● **EXTRACTED RECORDS**:

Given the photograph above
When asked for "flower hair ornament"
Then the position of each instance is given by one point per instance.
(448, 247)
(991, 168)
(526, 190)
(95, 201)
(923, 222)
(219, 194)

* * *

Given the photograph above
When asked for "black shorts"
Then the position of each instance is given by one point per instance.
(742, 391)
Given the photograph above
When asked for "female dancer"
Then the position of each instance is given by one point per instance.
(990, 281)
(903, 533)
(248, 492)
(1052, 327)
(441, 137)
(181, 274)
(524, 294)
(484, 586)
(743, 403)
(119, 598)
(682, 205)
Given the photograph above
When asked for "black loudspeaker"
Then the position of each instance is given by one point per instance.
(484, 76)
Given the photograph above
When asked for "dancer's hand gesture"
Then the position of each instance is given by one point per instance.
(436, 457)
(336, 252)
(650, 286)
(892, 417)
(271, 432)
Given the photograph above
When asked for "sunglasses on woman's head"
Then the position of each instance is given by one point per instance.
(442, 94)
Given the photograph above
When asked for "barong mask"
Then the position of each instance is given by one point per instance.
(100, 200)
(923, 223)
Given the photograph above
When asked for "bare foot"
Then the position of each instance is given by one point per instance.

● **YOUR TASK**:
Show every line in the records that holds the word "black", copying each one in full. Case counts.

● **TASK OUTPUT**:
When asked for "black shorts"
When asked for "black loudspeaker"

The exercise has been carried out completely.